**Task description**
Please provide the entries below again, word for word.

**Material provided**

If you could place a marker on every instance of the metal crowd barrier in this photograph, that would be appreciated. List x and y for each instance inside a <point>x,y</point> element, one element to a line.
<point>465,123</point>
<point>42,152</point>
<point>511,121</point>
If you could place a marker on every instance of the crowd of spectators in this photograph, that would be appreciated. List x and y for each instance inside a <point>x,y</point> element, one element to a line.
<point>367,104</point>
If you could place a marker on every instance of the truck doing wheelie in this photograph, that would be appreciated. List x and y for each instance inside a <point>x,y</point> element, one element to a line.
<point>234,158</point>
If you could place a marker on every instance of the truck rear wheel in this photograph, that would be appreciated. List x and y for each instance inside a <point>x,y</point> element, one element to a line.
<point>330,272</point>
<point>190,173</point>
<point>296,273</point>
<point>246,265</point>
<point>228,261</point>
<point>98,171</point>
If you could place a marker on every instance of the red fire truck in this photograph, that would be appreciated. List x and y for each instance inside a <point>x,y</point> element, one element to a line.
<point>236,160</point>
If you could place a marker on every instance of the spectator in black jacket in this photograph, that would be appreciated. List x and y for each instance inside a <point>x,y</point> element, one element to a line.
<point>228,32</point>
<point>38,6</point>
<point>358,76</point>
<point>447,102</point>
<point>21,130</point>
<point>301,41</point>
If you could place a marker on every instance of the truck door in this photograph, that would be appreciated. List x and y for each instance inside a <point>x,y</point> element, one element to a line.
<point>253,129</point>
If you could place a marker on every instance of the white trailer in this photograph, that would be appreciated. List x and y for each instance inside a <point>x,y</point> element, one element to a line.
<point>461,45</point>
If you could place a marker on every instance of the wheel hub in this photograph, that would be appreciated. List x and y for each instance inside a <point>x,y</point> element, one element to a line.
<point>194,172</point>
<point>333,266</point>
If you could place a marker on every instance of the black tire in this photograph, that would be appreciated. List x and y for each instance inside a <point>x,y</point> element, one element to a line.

**Response area**
If you could place a marker on every instance of the metal crowd barrier in this photograph, that would be appreciated. List x and y for each instance inside a <point>x,y</point> element, one element to a line.
<point>465,123</point>
<point>42,152</point>
<point>511,121</point>
If you could place a marker on every instance of the crowd of spectators in this photograph, that would be appreciated. List x and y for each instance inside a <point>x,y</point> element, one element to a line.
<point>367,104</point>
If you could place a marker on every instance of the truck doing wheelie in this photograph, that would be appreciated. List x and y for each instance inside a <point>x,y</point> element, one element to a line.
<point>234,158</point>
If you could place a marker on every instance of the truck rear wheel in this photograph, that would be appreciated. List x and y for each instance inside a <point>x,y</point> element, one element to a line.
<point>330,272</point>
<point>190,173</point>
<point>296,273</point>
<point>246,265</point>
<point>228,261</point>
<point>98,171</point>
If you could place a marker on every instance of the red fire truck in this photograph, that would be appreciated. List x and y for each instance inside a <point>x,y</point> element, one element to a line.
<point>236,160</point>
If you could place a marker on every instance of the spectator in black jacket in this photograph, that would be appreciated. List x and y for each instance inside a <point>x,y</point> element, one element to a line.
<point>228,32</point>
<point>38,6</point>
<point>358,76</point>
<point>447,102</point>
<point>21,130</point>
<point>301,41</point>
If you could place a marker on every instance of the truck door in this photograph, that would be appreciated. List x and y for each instance inside a <point>x,y</point> element, one element to a line.
<point>253,129</point>
If you could place a marker on every instance of the white trailer in this photograph, that would be appreciated. List x and y for each instance inside a <point>x,y</point> element, one element to a line.
<point>461,45</point>
If you could place a marker on every instance of the wheel hub in this photograph, that would be appreciated. List x and y for each instance inside a <point>x,y</point> element, one element to a line.
<point>194,172</point>
<point>333,266</point>
If you could place a marker on every instance of the black tire in this photograph, that would be appreciated. List x and y for each instance inside a <point>x,y</point> element, one element to a line.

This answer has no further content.